Supplied data:

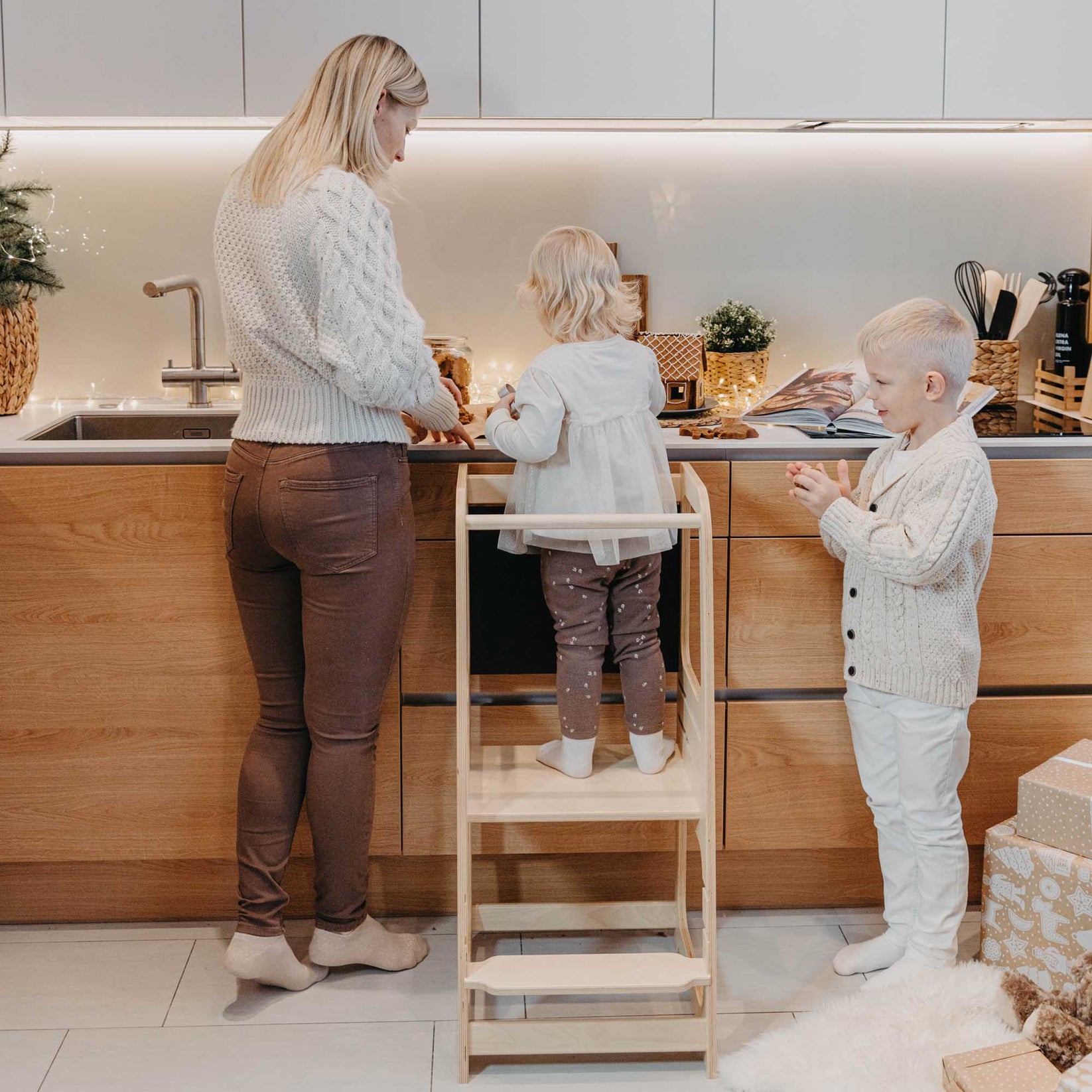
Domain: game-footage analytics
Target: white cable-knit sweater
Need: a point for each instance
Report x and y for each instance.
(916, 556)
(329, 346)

Task to complete: Each line, from the one that holds "Target: white cable-knit sweater" through the last line of the entries, must be repeated exactly. Leave out everything else.

Expected answer:
Target: white cable-knit sweater
Need: a point for each instance
Report x and y for each instance.
(916, 556)
(329, 346)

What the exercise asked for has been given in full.